→ **AIM**: Select and copy each line of the material below that contains the string "gets". The match is case-sensitive.
Start DATA ENTRIES
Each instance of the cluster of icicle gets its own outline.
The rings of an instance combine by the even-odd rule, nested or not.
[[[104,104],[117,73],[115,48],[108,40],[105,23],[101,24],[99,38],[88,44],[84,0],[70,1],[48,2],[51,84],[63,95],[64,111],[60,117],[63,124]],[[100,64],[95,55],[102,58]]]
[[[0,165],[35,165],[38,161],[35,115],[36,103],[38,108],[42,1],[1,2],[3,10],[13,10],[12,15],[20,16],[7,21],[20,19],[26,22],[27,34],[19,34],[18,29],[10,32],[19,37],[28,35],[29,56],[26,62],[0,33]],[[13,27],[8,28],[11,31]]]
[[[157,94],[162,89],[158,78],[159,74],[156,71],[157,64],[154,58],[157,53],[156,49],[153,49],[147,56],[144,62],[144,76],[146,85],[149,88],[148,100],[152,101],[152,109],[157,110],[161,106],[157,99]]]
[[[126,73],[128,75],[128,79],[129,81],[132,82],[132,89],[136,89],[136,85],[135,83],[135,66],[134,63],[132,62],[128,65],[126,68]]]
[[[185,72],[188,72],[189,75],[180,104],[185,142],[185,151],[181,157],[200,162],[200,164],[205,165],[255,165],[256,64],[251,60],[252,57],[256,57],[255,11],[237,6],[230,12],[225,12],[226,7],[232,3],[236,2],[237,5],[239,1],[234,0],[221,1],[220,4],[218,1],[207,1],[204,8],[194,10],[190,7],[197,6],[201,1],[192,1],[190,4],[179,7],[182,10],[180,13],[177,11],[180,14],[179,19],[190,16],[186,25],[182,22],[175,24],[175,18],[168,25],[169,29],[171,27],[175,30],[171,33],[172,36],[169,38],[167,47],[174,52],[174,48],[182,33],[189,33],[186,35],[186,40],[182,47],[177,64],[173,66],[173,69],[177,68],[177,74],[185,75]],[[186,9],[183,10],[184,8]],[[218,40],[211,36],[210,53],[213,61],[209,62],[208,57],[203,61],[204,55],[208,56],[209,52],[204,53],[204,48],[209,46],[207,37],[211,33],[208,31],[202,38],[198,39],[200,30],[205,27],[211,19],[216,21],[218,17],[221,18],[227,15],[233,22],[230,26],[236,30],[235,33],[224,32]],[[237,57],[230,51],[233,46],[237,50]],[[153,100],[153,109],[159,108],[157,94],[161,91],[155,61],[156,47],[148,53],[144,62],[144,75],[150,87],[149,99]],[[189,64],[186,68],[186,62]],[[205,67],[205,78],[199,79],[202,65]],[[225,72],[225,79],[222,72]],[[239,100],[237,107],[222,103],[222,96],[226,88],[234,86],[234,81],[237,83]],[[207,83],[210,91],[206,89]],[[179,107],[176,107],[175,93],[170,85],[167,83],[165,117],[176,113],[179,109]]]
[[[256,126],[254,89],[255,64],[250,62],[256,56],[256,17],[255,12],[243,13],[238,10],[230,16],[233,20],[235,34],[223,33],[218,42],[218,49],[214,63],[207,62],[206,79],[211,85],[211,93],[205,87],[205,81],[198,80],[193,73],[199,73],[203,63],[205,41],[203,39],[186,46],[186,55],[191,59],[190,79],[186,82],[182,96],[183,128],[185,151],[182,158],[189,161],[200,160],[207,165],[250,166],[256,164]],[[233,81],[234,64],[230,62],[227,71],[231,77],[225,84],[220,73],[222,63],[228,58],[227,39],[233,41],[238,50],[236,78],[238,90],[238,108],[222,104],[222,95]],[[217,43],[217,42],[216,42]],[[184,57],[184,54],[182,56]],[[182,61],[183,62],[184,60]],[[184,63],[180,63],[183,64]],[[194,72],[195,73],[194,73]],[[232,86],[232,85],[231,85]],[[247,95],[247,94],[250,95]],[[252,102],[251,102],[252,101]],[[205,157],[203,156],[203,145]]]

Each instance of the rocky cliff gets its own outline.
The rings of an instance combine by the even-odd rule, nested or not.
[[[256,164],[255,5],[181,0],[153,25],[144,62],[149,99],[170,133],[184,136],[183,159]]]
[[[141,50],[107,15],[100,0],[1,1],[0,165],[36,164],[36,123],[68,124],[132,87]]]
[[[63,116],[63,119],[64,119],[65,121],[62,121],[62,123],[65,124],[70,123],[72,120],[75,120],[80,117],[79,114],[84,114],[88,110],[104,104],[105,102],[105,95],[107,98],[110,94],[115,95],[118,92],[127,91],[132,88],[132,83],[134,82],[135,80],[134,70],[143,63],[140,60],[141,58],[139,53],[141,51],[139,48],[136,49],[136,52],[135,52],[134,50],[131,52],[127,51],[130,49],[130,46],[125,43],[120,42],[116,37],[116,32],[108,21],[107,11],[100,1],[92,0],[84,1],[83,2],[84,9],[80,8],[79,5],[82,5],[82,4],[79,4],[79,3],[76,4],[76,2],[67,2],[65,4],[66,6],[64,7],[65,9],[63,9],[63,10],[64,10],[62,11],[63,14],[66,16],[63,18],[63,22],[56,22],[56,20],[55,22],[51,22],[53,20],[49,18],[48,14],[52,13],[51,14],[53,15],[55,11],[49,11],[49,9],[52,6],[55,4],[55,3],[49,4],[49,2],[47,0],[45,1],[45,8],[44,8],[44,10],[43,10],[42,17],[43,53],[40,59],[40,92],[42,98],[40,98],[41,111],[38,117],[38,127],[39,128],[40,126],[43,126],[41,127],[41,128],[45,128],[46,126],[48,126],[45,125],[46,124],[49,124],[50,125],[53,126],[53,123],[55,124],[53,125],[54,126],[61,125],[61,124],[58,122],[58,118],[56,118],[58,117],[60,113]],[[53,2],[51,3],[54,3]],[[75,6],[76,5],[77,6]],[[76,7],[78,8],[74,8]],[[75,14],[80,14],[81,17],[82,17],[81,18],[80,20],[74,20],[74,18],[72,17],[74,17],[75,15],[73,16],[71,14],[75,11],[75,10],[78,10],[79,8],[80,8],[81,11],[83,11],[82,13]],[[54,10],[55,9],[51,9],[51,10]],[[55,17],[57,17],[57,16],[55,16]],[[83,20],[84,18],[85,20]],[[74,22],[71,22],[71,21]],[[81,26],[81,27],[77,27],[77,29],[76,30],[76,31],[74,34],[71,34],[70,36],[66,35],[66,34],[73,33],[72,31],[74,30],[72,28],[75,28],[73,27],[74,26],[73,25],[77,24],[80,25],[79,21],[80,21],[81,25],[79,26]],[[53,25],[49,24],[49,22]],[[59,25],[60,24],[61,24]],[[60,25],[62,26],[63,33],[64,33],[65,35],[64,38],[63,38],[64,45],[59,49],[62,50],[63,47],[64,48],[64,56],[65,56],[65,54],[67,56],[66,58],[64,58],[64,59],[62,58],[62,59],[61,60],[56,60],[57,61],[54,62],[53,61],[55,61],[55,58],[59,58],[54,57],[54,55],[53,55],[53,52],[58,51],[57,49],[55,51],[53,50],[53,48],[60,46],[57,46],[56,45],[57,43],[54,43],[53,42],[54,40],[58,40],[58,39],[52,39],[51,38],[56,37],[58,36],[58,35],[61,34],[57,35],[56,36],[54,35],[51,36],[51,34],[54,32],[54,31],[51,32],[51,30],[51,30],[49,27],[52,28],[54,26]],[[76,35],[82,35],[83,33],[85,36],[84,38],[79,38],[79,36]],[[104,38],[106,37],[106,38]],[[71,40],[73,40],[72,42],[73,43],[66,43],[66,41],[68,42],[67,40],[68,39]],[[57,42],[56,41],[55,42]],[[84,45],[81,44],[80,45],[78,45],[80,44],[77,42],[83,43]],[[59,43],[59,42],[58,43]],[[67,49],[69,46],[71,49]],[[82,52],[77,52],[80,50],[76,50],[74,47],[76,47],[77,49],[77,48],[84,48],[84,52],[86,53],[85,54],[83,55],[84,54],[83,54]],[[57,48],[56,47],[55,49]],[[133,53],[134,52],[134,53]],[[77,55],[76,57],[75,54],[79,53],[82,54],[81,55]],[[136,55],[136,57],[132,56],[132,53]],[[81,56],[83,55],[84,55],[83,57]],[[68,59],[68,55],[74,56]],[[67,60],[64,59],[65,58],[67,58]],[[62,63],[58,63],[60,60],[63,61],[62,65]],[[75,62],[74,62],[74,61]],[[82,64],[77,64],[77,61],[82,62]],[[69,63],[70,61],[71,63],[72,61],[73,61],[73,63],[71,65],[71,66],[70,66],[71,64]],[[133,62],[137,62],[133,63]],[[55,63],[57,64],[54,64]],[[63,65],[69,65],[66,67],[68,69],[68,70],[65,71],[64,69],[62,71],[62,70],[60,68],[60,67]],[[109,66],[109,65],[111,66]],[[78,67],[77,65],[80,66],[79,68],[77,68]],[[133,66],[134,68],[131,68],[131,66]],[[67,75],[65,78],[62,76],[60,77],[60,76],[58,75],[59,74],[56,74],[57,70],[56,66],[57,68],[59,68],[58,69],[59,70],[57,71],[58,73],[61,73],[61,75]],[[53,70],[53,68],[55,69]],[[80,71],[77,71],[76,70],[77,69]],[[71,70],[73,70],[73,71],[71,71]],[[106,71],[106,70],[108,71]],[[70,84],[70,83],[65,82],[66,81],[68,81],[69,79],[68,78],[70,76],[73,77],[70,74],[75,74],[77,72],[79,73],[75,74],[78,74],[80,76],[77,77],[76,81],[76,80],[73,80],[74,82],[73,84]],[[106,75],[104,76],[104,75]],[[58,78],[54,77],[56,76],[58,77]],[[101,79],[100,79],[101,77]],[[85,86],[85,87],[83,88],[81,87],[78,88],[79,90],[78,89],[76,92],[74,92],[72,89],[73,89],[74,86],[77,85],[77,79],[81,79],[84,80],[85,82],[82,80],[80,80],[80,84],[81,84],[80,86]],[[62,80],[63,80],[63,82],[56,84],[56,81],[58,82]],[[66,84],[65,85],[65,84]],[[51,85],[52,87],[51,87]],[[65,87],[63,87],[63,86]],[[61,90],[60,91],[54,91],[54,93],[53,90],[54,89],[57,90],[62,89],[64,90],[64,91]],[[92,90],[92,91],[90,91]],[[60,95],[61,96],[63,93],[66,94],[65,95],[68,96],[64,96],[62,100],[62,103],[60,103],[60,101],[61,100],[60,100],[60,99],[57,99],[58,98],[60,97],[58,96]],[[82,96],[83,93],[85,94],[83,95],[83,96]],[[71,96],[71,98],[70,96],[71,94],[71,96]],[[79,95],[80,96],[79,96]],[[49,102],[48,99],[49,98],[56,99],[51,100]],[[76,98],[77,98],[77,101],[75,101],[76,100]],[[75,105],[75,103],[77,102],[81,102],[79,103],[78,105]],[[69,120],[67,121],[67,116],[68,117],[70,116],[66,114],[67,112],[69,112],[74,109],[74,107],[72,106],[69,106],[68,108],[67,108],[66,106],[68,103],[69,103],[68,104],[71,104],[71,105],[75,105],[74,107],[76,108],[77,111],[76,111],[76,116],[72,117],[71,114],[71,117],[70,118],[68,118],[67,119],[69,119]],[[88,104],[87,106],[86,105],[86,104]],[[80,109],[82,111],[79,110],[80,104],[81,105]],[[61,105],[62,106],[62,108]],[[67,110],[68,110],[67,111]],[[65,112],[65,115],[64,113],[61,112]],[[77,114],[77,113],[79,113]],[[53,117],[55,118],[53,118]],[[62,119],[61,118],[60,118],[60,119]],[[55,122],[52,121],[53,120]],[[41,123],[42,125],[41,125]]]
End DATA ENTRIES
→ **EXPECTED ANSWER**:
Each instance of the cluster of icicle gets its own outline.
Each instance of the rocky cliff gets its own outline.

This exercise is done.